(Records excerpted from a collection)
★ ★ ★ ★ ★ ★ ★

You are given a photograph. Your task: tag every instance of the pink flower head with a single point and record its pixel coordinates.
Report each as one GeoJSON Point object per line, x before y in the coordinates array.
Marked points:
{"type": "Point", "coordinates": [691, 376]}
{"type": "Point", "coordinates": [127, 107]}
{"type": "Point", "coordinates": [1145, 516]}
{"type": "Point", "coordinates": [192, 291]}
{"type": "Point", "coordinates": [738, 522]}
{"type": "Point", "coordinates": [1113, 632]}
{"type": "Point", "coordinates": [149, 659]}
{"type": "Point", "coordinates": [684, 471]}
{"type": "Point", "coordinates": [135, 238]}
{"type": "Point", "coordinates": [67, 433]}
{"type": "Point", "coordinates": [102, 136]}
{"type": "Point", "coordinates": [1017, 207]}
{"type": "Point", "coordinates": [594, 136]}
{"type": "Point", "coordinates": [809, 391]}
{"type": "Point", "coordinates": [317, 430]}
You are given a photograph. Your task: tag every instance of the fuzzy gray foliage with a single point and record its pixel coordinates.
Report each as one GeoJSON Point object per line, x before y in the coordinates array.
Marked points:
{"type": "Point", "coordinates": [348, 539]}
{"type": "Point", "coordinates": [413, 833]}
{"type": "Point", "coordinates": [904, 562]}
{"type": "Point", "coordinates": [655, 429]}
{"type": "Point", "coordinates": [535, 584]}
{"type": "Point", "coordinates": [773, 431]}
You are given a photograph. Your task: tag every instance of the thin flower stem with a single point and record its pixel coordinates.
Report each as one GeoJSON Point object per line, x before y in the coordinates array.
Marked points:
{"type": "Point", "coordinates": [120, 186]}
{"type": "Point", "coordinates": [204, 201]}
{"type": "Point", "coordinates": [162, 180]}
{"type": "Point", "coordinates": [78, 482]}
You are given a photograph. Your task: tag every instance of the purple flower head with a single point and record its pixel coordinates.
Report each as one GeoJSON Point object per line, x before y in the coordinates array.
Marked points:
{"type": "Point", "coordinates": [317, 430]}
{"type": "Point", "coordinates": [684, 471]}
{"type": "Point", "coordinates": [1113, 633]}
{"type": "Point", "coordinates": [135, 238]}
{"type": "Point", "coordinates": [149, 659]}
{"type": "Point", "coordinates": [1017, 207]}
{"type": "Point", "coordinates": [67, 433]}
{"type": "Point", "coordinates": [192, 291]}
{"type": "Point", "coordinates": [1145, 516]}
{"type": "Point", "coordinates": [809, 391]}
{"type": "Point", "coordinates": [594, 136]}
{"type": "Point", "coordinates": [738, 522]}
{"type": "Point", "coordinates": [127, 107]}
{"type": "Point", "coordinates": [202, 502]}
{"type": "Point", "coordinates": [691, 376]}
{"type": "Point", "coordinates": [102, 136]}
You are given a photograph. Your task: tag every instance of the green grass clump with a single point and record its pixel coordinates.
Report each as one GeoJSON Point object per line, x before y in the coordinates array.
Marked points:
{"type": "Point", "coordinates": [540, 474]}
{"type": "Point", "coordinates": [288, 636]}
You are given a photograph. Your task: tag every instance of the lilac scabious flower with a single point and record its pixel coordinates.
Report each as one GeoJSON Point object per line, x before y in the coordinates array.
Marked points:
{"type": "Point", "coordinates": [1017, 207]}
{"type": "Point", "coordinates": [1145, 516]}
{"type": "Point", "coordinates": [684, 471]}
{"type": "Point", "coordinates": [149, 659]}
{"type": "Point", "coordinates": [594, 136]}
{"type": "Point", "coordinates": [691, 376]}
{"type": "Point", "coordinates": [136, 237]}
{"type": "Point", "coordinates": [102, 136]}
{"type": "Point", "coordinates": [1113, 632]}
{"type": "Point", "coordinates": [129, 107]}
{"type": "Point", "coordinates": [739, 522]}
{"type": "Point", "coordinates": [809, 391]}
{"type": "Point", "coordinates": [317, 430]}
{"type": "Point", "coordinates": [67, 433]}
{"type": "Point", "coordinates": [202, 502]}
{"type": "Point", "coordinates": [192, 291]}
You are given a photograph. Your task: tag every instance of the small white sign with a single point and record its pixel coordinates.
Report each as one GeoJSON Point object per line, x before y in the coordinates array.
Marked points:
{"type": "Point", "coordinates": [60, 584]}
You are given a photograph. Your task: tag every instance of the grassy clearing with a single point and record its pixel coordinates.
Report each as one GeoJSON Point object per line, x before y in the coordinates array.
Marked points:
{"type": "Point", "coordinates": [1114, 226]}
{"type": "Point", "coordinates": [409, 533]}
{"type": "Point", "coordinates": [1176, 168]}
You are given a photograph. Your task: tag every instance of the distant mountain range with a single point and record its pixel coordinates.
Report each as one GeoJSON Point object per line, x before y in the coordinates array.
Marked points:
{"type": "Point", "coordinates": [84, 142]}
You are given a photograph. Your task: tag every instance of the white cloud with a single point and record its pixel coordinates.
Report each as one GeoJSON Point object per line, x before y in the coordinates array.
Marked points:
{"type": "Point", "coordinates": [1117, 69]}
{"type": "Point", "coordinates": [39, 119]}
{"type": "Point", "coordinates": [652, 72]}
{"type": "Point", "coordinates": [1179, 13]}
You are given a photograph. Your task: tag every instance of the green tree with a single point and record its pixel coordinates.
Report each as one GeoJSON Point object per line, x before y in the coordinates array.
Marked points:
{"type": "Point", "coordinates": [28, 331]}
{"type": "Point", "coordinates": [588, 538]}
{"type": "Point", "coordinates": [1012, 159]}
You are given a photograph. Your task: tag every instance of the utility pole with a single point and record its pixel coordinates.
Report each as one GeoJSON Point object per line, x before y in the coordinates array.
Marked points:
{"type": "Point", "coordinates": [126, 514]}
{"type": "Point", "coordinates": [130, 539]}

★ ★ ★ ★ ★ ★ ★

- **The task**: What is needed is an exact repetition of all the entries above.

- **Solution to the exercise**:
You are given a photograph. Your task: tag every instance of the pink flower head with a single point and record its pixel coordinates.
Report each as one GeoJSON Point object per line, x before y in the coordinates array.
Marked points:
{"type": "Point", "coordinates": [691, 376]}
{"type": "Point", "coordinates": [127, 107]}
{"type": "Point", "coordinates": [1145, 516]}
{"type": "Point", "coordinates": [192, 291]}
{"type": "Point", "coordinates": [738, 522]}
{"type": "Point", "coordinates": [1113, 632]}
{"type": "Point", "coordinates": [149, 659]}
{"type": "Point", "coordinates": [684, 471]}
{"type": "Point", "coordinates": [135, 238]}
{"type": "Point", "coordinates": [67, 433]}
{"type": "Point", "coordinates": [102, 136]}
{"type": "Point", "coordinates": [1017, 207]}
{"type": "Point", "coordinates": [594, 136]}
{"type": "Point", "coordinates": [809, 391]}
{"type": "Point", "coordinates": [317, 430]}
You are given a photograph. Your task: tag every instance of the fuzzy gray foliage with a single point and record its pixel coordinates.
Report each as one GeoJSON Point object per line, x before y in the coordinates array.
Marked points:
{"type": "Point", "coordinates": [348, 539]}
{"type": "Point", "coordinates": [413, 833]}
{"type": "Point", "coordinates": [904, 562]}
{"type": "Point", "coordinates": [655, 429]}
{"type": "Point", "coordinates": [535, 584]}
{"type": "Point", "coordinates": [773, 431]}
You are given a photograph. Your task: tag every instance of the thin flower stem with a single point and record its pixel coordinates.
Report each as one GeoJSON Point object per line, x before y in the coordinates array.
Marked points:
{"type": "Point", "coordinates": [120, 186]}
{"type": "Point", "coordinates": [204, 201]}
{"type": "Point", "coordinates": [162, 180]}
{"type": "Point", "coordinates": [78, 482]}
You are given a photograph. Your task: tag every instance of the purple flower head with a single point and record its pixel coordinates.
Report each as one GeoJSON Point object per line, x before y in the coordinates array.
Marked points:
{"type": "Point", "coordinates": [317, 430]}
{"type": "Point", "coordinates": [684, 471]}
{"type": "Point", "coordinates": [1113, 633]}
{"type": "Point", "coordinates": [135, 238]}
{"type": "Point", "coordinates": [149, 659]}
{"type": "Point", "coordinates": [1017, 207]}
{"type": "Point", "coordinates": [67, 433]}
{"type": "Point", "coordinates": [192, 291]}
{"type": "Point", "coordinates": [1145, 516]}
{"type": "Point", "coordinates": [809, 391]}
{"type": "Point", "coordinates": [594, 136]}
{"type": "Point", "coordinates": [738, 522]}
{"type": "Point", "coordinates": [127, 107]}
{"type": "Point", "coordinates": [202, 502]}
{"type": "Point", "coordinates": [691, 376]}
{"type": "Point", "coordinates": [102, 136]}
You are given a photograph. Your task: tag every instance of the green grass clump with a single point and record its pixel coordinates.
Report each as one GeoJSON Point object per line, x before y in the coordinates array.
Marked points:
{"type": "Point", "coordinates": [540, 474]}
{"type": "Point", "coordinates": [288, 636]}
You are given a photograph. Your task: tag every instance of the lilac scabious flower with a single point and record its pixel coordinates.
Report each as one GeoJSON Point object per line, x before y in the coordinates array.
Marked points:
{"type": "Point", "coordinates": [1017, 207]}
{"type": "Point", "coordinates": [1145, 516]}
{"type": "Point", "coordinates": [684, 471]}
{"type": "Point", "coordinates": [149, 659]}
{"type": "Point", "coordinates": [594, 136]}
{"type": "Point", "coordinates": [691, 376]}
{"type": "Point", "coordinates": [136, 237]}
{"type": "Point", "coordinates": [102, 136]}
{"type": "Point", "coordinates": [1113, 632]}
{"type": "Point", "coordinates": [129, 107]}
{"type": "Point", "coordinates": [739, 522]}
{"type": "Point", "coordinates": [809, 391]}
{"type": "Point", "coordinates": [317, 430]}
{"type": "Point", "coordinates": [67, 433]}
{"type": "Point", "coordinates": [202, 502]}
{"type": "Point", "coordinates": [192, 291]}
You are given a photograph. Your task: tag every instance of the small white sign with a single point and record its pixel coordinates.
Report each as one GeoJSON Point object per line, x before y in the coordinates array.
Marked points:
{"type": "Point", "coordinates": [60, 584]}
You are given a photograph. Your task: tag every instance of the grassy clearing with a single point and record its pixel coordinates.
Report each as one GeoJSON Point object per line, x before y in the coordinates array.
Marked points:
{"type": "Point", "coordinates": [1114, 226]}
{"type": "Point", "coordinates": [409, 533]}
{"type": "Point", "coordinates": [1176, 168]}
You are given a photograph. Your task: tag every instance of the distant mountain range with a single point and record its pixel coordinates.
Report each as one GeoJSON Point object per line, x before y in the coordinates array.
Marked points:
{"type": "Point", "coordinates": [84, 142]}
You are given a photograph. Your task: tag every instance of the white cloud with a single point and record its pixel coordinates.
Report each as one GeoJSON Point object per line, x before y in the coordinates array.
Marked points:
{"type": "Point", "coordinates": [1117, 69]}
{"type": "Point", "coordinates": [39, 119]}
{"type": "Point", "coordinates": [652, 72]}
{"type": "Point", "coordinates": [1179, 13]}
You are given a photograph. Your task: tag every instance of the green tree with a single point and record its pixel coordinates.
Report each as one GeoJSON Point object per line, x before y in the coordinates array.
Marked points:
{"type": "Point", "coordinates": [28, 331]}
{"type": "Point", "coordinates": [588, 538]}
{"type": "Point", "coordinates": [1012, 159]}
You are given a photograph. Your task: tag every instance of the utility pole with a single point and record its pixel coordinates.
Report each as one GeoJSON Point object per line, x before y in the coordinates array.
Marked points:
{"type": "Point", "coordinates": [126, 514]}
{"type": "Point", "coordinates": [130, 539]}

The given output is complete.